Page text:
▼

I disagree with not teaching your children manners. My parents always gave me reminders to say please and thank you. They always said please and thank you but usually had to remind me. Modeling is great but I see nothing wrong with also reminding your child about proper etiquette.

Also, if your child hurts somebody it is good to show them empathy but again, what is wrong with asking the child to apologize? See, the little girl is sad because you hurt her. It would make her feel better if you said sorry.

Your parenting style obviously works for you. That is great. I think your post comes off as a little judgmental on other parents. You “fear other parents” because they ask their children to say sorry or please and thank you? Isn’t that a little extreme? Don’t you want your child to be surrounding by people that are different from him and you? I might not agree with other parenting styles, but I will respect them and try and takes bits and pieces from everyone. I’ll never shield my child from other parents, children or judge them because it’s not how “I would do it.”

Michelle says:

This is definitely not lazy parenting … It’s actually quite difficult to keep oneself from falling into what the author calls “automatic” parenting (empty praise, relying on threats like time out). And children do learn manners if we use them ourselves. Mirroring can work both ways — exemplifying the manners we wish to impart as well as to offer meaningful reflections on our children’s activities instead of the constant “good job.” It’s a tough parenting model and requires a lot of self-awareness, empathy and attention. I hope to get better with practice and appreciate your reminders and examples from your family.

Thank you Michelle and Jaime. It does take a lot of effort to parent this way- but I know that not only my child benefits, but I’m becoming a better human being because of it. I appreciate your comments.

▲

[Natural-language region descriptions]
▼

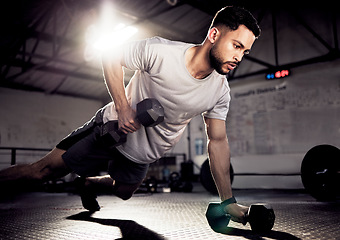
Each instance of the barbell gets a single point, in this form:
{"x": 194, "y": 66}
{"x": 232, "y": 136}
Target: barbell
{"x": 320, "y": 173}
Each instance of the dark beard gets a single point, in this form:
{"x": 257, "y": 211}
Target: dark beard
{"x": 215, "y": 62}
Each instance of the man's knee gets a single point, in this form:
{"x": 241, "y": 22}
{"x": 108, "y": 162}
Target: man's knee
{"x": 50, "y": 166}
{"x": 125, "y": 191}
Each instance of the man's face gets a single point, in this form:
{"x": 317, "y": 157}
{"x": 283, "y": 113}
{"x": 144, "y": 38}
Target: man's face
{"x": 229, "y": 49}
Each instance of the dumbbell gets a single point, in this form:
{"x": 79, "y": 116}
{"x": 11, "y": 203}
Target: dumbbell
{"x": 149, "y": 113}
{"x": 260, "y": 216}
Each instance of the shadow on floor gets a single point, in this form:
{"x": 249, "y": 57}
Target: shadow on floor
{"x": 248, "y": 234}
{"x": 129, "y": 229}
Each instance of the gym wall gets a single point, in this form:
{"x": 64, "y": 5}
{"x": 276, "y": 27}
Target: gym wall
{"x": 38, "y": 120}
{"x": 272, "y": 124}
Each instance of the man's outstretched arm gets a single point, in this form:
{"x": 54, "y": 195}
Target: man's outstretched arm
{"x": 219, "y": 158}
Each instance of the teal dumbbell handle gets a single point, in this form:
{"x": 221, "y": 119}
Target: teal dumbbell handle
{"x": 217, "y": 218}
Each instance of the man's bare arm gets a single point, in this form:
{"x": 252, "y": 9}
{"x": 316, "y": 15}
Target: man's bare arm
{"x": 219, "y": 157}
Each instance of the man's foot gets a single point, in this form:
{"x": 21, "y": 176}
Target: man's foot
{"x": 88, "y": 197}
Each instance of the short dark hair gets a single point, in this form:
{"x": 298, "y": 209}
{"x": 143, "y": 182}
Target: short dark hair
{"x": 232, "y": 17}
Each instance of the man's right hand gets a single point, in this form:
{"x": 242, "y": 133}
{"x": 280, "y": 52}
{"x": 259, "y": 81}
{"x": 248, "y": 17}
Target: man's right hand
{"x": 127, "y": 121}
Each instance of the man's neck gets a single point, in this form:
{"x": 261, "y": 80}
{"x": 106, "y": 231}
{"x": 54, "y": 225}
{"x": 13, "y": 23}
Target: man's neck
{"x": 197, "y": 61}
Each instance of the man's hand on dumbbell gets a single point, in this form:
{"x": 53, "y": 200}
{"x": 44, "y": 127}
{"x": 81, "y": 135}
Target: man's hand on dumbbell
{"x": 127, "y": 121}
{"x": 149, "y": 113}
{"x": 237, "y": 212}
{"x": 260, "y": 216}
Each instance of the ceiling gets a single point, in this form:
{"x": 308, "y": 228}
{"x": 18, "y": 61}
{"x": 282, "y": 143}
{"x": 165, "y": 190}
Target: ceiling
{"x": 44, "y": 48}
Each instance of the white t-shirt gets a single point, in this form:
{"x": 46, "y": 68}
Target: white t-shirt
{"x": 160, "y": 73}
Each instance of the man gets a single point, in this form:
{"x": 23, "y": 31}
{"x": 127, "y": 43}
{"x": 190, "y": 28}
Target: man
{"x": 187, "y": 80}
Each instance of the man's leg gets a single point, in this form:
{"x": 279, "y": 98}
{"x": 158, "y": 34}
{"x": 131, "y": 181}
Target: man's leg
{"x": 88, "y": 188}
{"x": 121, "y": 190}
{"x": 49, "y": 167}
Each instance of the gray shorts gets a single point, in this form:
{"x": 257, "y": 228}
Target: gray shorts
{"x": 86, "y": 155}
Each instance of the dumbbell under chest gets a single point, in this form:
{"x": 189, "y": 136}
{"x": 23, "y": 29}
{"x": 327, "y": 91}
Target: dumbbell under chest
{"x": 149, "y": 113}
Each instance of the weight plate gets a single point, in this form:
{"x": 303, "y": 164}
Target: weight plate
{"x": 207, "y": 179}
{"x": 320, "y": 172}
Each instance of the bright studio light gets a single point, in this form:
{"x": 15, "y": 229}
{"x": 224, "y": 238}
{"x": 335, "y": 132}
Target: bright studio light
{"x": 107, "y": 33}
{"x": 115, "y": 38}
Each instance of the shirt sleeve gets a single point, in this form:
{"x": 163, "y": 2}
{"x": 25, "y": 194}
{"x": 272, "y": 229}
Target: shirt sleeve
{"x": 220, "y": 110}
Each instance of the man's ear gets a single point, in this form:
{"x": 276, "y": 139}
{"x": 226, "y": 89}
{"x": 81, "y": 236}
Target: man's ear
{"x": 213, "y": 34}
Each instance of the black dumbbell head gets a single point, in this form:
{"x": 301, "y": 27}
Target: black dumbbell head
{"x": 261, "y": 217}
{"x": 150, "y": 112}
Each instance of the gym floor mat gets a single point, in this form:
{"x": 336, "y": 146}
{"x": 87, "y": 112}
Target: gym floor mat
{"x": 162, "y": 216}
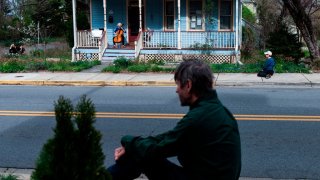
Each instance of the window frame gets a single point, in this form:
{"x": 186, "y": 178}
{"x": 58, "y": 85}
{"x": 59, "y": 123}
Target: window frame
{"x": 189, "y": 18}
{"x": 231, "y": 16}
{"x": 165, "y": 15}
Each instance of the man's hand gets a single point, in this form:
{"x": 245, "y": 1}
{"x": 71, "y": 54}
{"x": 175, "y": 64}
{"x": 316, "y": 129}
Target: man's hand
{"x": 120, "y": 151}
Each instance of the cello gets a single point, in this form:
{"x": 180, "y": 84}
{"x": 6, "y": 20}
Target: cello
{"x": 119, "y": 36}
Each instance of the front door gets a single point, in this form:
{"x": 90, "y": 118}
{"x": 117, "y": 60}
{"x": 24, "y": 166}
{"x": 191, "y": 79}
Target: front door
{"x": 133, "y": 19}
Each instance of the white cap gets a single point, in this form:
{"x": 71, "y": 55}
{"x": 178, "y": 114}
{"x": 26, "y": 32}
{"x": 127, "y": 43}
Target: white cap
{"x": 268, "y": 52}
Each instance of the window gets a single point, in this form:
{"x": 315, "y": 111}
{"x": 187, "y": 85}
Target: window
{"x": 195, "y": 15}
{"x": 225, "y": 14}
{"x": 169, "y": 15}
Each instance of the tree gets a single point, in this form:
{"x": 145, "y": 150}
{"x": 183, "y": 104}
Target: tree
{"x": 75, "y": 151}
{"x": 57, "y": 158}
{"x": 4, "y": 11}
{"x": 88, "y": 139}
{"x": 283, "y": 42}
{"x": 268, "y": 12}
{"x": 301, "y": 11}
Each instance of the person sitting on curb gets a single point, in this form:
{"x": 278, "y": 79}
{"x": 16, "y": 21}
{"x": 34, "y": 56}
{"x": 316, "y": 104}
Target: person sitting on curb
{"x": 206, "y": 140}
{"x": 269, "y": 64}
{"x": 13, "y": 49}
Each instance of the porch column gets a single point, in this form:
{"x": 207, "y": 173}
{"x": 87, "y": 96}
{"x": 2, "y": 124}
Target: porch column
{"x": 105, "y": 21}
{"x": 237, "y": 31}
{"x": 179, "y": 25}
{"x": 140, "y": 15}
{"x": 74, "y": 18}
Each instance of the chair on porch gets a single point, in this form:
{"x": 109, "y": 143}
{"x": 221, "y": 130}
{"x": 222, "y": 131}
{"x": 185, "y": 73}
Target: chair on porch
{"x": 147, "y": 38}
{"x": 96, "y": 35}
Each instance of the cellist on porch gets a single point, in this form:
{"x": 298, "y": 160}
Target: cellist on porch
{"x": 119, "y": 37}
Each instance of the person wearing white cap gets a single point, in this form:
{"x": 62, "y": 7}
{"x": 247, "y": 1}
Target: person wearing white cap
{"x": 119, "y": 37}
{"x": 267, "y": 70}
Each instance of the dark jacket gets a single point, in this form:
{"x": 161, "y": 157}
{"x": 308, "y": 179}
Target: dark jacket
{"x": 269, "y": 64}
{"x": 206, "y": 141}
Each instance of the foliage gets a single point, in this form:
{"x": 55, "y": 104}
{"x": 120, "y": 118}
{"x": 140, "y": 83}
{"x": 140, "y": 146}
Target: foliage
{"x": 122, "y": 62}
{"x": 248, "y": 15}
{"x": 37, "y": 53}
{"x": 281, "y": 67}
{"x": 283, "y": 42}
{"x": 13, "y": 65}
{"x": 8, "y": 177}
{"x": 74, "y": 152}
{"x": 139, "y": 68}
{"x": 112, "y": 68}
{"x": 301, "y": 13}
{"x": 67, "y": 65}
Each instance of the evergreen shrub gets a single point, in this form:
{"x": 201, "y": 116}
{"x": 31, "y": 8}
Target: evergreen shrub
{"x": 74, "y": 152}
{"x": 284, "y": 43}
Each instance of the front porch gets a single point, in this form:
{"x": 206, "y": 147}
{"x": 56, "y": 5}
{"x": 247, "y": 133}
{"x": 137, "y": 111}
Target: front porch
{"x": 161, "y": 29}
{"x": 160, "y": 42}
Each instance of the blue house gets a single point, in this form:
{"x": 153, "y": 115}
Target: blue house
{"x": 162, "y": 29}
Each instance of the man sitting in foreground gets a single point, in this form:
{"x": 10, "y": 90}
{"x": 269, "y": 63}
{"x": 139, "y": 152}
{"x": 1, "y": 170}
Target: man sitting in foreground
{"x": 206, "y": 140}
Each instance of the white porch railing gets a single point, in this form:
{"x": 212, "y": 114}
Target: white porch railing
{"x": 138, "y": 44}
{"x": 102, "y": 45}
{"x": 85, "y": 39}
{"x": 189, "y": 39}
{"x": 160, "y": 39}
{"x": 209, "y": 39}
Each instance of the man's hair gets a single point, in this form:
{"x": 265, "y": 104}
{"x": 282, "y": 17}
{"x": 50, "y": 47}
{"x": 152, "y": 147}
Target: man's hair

▲

Work instruction 1: Copy the parenting comments from "Thank you Michelle" to "appreciate your comments.".
Work instruction 2: Continue the parenting comments from where they stop.

Exercise response 1:
Thank you Michelle and Jaime. It does take a lot of effort to parent this way- but I know that not only my child benefits, but I’m becoming a better human being because of it. I appreciate your comments.

Exercise response 2:
Jaime says:

There are a lot of good points in this post. I don’t think it is lazy parenting at all. I think it probably takes more effort to actually stop and think about the language you are using with your child and to take a step back and not intervene in certain situations. My daughter is 27 months and I never formally taught her to say “please”, “thank you” or “I’m sorry”, in fact it felt really artificial to prompt her to do so. However, she uses all three daily in her interactions with people; my guess is she hears me use these words and the context in which I use them. I think one of the biggest learning tools for our children is the example we set for them. You can teach a parrot to say any word or phrase, but it lacks meaning when there is no feeling or comprehension behind it.

I completely disagree. A child is not going to learn manners if they aren’t taught when to say “sorry” and “thank you”. A child is not going to magically figure out how to properly function in society without guidance. I was almost offended by this. Idle parenting or lazy parenting?

The way we parent is the opposite of lazy parenting. We think about nearly every word that we use with our son, as well as with each other. We strongly believe in these principles and we are witnessing our son becoming a person who treats others with respect. He doesn’t grab or hit; and he shares, without us telling him to. He watches his parents express real gratitude when he hears us use ‘Please’ and ‘Thank You’ and by our modeling our son consistently says Please- even when he’s asking to breastfeed. I can only speak from my experience, but this seems to be working just as I thought it would.